In a shoe shop in Preston they didn’t have his size. The assistant suggested he should try their outlet in The Trafford Centre in Manchester (one of the biggest shopping malls in the country). Tony replied, “I would rather go to the top of this building and jump off”.
Here is a picture of Tony;
https://www.dropbox.com/s/hgz4x9r38uiwxo2/RobTonyFSnapea.jpg
There are not enough “proper people” in the world and your friend Tony certainly looks like one. I agree with his sentiments but for friendship – I would visit a mall again!
I went to Cribb’s Causeway in my showing-off days but you wouldn’t have known. I arrived in a Yaris a teeny-tiny Toyota tincan which did nothing for my dignity. Getting out was more akin to disgorgement. I am 6 ft 1½ in. tall; perhaps I should say was since age has shrunk me. Nevertheless I have a fine head of grey hair and a receding paunch because of the 2/5 diet. As I say, all this went for nought as I de-Yaris-ed myself. The car-park was huge. I looked around for people cooking but saw nothing. Perhaps because my visit occurred ten years ago.
Do you find the above paragraph stylistically odd; eccentric in its choice of facts and their sequence? I am trying to imitate your way of writing but it is harder than I thought.
So what were my showing-off days? They had to do with the make of car I owned. Three of them, in fact, one after the other. My present car is a Skoda, huge, with an automatic gearbox. An old man’s car. Safe to say I am no longer showing off.
I’d taken my showing-off car in to have some work done on it: garlanding its brow with laurel, perhaps. Or making its wheels rounder. The dealer (who had given me a bottle of champagne when I bought the showing-off car) loaned me the Yaris while this work was done. Cribbs Causeway was a logical destination since I’d been told there were Rhine-maidens there and a shop which sold Pierre Allain stuff.
Since I am no longer showing off there seems little point in telling you the make of that car. But here’s a clue. In present-day American crime stories the villains always drive one.
Rhine Maidens sound like fun but who on earth is Pierre Allen?
It’s the hair colour Roderick. Sie haben Deutsch zu sein, um zu schreiben wahre Deustche. You have to be German to write true German. You have to be Blonde to write true Blonde.

^^^^^^^^^^^^^^^^

■ **Task A**
In the shopping mall passage, what car did the writer drive to Cribb's Causeway?
■ **Task B**
From the shopping mall passage, print the part that opens with the words containing "I’d taken my" and closes with "Pierre Allain stuff.".
■ **Task C**
Write what comes next in the shopping mall passage, picking up after its last sentence.

Labeled object-pointing entries
^^^^^^^^^^^^^^^^

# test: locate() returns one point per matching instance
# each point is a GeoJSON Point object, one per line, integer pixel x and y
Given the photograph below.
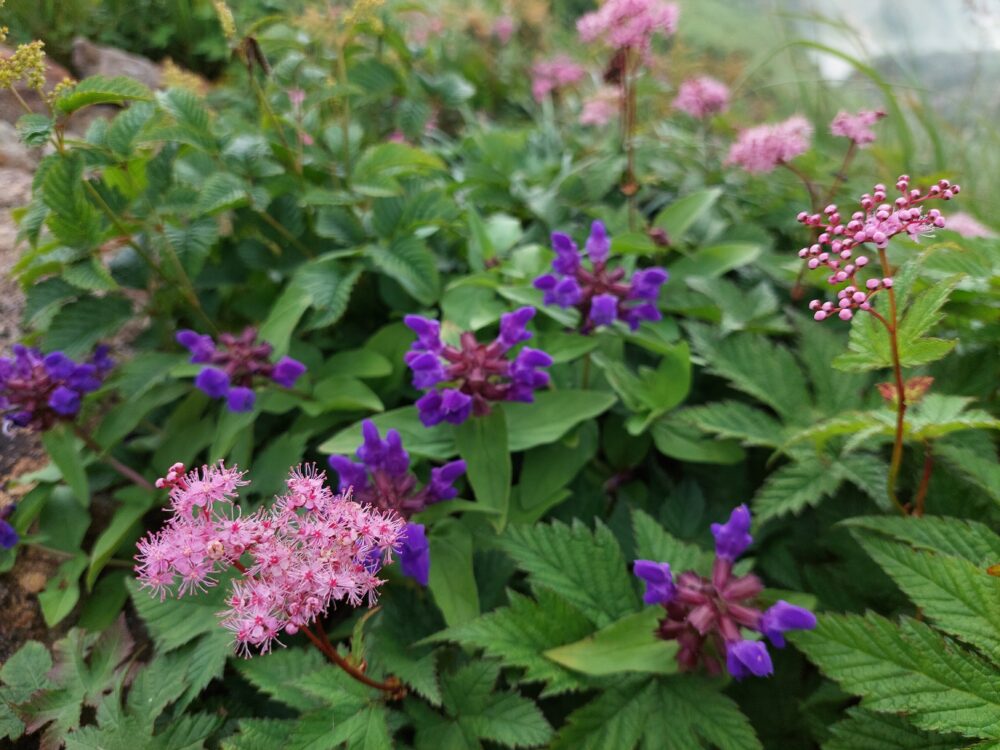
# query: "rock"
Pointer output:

^^^^^^^^^^^^^^^^

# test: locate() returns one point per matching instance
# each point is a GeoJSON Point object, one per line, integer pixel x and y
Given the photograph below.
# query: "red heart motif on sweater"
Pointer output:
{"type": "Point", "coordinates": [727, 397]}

^^^^^^^^^^^^^^^^

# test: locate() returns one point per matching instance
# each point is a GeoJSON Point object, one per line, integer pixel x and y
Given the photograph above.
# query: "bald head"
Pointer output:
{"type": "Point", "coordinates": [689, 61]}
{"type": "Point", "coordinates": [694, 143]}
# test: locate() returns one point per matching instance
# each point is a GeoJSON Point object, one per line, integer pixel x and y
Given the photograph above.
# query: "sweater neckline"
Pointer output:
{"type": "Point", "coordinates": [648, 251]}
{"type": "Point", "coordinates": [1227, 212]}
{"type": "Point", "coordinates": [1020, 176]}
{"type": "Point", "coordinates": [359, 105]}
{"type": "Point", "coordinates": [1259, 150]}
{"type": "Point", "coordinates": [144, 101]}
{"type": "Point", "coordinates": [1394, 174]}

^^^^^^^^^^^^^^^^

■ **Exercise result A**
A Yaris, a small Toyota.

■ **Exercise result B**
I’d taken my showing-off car in to have some work done on it: garlanding its brow with laurel, perhaps. Or making its wheels rounder. The dealer (who had given me a bottle of champagne when I bought the showing-off car) loaned me the Yaris while this work was done. Cribbs Causeway was a logical destination since I’d been told there were Rhine-maidens there and a shop which sold Pierre Allain stuff.

■ **Exercise result C**
The world of rock-climbing was divided into three eras: the Iron Age (heavy leather boots, their soles decorated with tricounis nails at the edges, hob nails within), the Rubber Age (slightly lighter but still leather superstructures; soles made of moulded rubber soles initially called Vibram later identified as Itshide but never – for obvious mispronunciatory reasons – identified as such orally), the Slipper Age (lightweight uppers made of (I think) fabric, soles made of thin flexible rubber with much deeper edges which extended upwards into the uppers; the complete boot flexible in every which way).
These evolutionary developments occurred for two reasons: had climbers continued to climb in Iron Age boots the footholds on famous routes would have been worn away (eg, Napes Needle would have become “slape”). Then as climbing became more and more demanding it was realised that stiff-soled boots could not cope with progressively tinier footholds and lighter, flexible more adhesive footwear was needed. Pierre Allain, a French brand (I believe) was one of the slipper pioneers.
Oh dear. Oh deary me. How dreadfully boring, but my own fault for raising the subject. I was far better employed trying to imitate your featherwight style of writing even though it was as plain as a pikestaff (a cliché, and a bad one at that; when did you last use a pikestaff?) that I was always going to lag several furlongs, perhaps roods, behind.
I prefer a mace to a pikestaff to be honest although I prefer to call a mace a bommey-knocker! I really have no idea why.